Exercise instructions
Repeat each entry as written, dropping any picture you find.

[Opening Input section]

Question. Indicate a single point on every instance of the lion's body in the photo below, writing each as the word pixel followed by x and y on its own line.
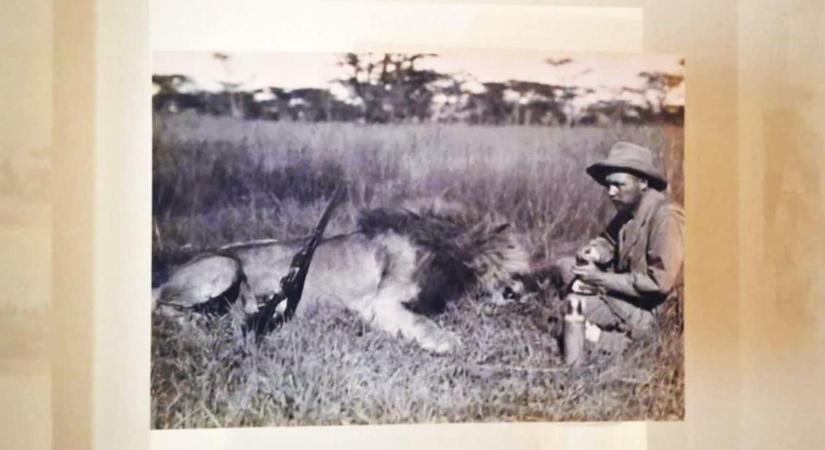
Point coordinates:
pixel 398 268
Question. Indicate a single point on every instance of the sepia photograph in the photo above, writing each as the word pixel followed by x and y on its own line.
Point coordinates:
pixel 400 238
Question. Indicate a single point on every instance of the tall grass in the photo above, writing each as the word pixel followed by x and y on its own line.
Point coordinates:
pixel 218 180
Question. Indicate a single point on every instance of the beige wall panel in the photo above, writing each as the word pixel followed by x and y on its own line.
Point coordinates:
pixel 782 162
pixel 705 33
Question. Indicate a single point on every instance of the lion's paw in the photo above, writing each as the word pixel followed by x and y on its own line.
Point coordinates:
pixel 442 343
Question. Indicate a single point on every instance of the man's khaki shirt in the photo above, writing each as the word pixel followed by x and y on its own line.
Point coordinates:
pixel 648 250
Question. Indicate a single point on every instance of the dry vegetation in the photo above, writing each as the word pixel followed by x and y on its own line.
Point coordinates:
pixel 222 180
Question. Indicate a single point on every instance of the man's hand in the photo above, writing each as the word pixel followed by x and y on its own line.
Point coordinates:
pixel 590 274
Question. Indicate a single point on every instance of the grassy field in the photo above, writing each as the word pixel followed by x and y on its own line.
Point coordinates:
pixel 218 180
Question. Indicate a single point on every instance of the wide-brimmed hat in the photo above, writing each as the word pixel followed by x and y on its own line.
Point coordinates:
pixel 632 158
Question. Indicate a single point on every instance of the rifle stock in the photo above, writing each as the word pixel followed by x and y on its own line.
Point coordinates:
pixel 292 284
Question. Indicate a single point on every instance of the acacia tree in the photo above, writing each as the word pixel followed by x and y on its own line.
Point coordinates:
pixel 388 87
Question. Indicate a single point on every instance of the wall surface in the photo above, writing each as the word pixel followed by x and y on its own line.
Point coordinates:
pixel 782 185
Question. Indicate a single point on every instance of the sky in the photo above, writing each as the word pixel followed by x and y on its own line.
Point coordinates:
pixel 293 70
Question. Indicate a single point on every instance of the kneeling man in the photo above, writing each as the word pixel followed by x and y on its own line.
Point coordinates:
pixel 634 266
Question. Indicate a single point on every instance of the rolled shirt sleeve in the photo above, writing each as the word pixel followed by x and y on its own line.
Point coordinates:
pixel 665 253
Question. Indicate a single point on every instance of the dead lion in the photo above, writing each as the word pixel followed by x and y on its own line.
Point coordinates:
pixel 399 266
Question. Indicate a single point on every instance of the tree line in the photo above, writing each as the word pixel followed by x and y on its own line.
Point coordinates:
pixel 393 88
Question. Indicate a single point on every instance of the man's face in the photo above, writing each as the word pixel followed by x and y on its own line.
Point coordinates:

[Closing Input section]

Solution to this problem
Question. Indicate a single point on every instance of the lion's body in the photo below, writing each as the word pixel followed by x and y on its own line.
Point coordinates:
pixel 398 268
Question. Indicate a single point on every instance of the sepia photograph in the photo above, writing each as the word pixel followed by x and y on its own line.
Point coordinates:
pixel 400 238
Question. Indicate a single point on every instance of the tall grass in the photo above, writing each as the word pixel followed by x and y on its own line.
Point coordinates:
pixel 218 180
Question. Indicate a single point on every instance of the beige wall panel in the photo above, writing each as the word pixel followed by x and y on its own line.
Point coordinates:
pixel 782 162
pixel 705 33
Question. Indicate a single point on every instance of the lion's paw in the photo above, writing each as the word pixel followed by x and y on its own line.
Point coordinates:
pixel 442 343
Question. Indicate a single point on every instance of the man's khaki shirt in the photo above, writing each as the word pixel followed by x and y on its own line.
Point coordinates:
pixel 648 250
Question. Indicate a single point on every instance of the dry vegetation in the photo above, writing each as the word pixel followed by x and y on its own line.
Point coordinates:
pixel 222 180
Question. Indicate a single point on every instance of the man's hand in the photo above, writing each as the word pixel followed by x and y on its own line.
Point coordinates:
pixel 590 274
Question. Indicate a single point on every instance of the grassy field in the photo above, writing each as the word pixel followed by x and y on its own line.
Point coordinates:
pixel 218 180
Question. Indicate a single point on every instance of the wide-brimmed hat in the photo above, writing each as the word pixel followed by x and y on its own line.
Point coordinates:
pixel 632 158
Question. Indicate a single point on every instance of the rifle stock in the photo above, writing each as the word pixel followed by x and y on its own line.
Point coordinates:
pixel 292 284
Question. Indicate a single point on every instance of the acacia tree in the photo above, writing each as the word pixel followed by x and y on its own line.
Point coordinates:
pixel 388 87
Question. Indicate a single point on every instance of the wall surface in the photo above, writing each as the word pixel followed by x and y on its own line.
Point coordinates:
pixel 782 185
Question. Indicate a single point on every instance of the sky in the photo above, writing each as the word pixel followed by x and y on its own line.
Point coordinates:
pixel 293 70
Question. Indicate a single point on every instance of the kneeling man in the photo above, writing each as the word pixel followed by x and y on its own line.
Point coordinates:
pixel 634 266
Question. Indicate a single point on every instance of the rolled shirt sleeve in the photo above, writing each as the word pixel followed by x and y on its own line.
Point coordinates:
pixel 665 253
Question. Indicate a single point on every instance of the dead lion in the photo above, writing each as the word pixel followed by x and y on its own line.
Point coordinates:
pixel 399 266
Question. Indicate a single point on every instance of the tree line in the photo above, writing each as the word pixel followed by x and y on its own line.
Point coordinates:
pixel 393 88
Question. Indicate a single point on every instance of the man's face in the photo above, writing each as the word pixel followed by x and y on its own line.
Point coordinates:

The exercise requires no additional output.